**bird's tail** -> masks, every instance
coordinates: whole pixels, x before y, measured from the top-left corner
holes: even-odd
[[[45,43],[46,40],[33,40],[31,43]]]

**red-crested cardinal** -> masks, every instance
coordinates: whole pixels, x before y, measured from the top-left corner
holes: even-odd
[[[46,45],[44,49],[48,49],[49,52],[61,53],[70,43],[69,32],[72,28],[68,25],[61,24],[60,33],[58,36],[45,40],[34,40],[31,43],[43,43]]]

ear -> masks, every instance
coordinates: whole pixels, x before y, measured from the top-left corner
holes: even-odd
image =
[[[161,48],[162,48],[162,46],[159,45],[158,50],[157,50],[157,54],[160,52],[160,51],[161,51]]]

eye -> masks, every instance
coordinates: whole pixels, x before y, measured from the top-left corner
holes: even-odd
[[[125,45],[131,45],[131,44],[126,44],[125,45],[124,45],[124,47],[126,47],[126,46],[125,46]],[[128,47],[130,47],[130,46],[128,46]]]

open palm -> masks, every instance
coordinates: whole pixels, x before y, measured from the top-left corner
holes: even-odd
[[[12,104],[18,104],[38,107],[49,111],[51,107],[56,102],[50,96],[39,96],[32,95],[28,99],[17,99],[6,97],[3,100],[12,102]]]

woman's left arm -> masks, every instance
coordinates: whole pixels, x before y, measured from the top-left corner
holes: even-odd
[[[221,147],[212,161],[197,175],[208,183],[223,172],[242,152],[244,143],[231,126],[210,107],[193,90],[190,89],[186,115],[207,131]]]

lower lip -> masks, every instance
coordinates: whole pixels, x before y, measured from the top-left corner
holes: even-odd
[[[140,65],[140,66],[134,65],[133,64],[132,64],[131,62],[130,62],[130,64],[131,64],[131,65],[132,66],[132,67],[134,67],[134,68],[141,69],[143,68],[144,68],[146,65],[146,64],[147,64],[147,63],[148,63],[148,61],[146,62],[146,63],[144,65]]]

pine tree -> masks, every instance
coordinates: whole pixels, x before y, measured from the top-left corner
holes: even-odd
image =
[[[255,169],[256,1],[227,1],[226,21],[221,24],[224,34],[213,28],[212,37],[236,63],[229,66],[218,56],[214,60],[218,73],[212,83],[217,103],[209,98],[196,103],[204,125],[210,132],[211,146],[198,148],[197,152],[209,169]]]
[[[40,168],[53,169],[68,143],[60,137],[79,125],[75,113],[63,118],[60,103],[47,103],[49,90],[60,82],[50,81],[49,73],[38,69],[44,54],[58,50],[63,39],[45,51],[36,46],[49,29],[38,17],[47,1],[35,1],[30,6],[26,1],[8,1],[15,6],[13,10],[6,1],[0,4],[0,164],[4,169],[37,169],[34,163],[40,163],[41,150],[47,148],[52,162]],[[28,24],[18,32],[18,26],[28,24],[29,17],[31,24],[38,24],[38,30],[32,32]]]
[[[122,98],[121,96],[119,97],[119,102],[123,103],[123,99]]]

▶ _THE EXERCISE_: Please print the lines unchanged, starting with the first one and going on through the line with "[[[45,43],[46,40],[33,40],[31,43]]]", both ends included.

▶ _FULL OUTPUT_:
**bird's tail** -> masks, every instance
coordinates: whole pixels, x before y, measured from the top-left corner
holes: even-odd
[[[45,43],[46,40],[33,40],[31,43]]]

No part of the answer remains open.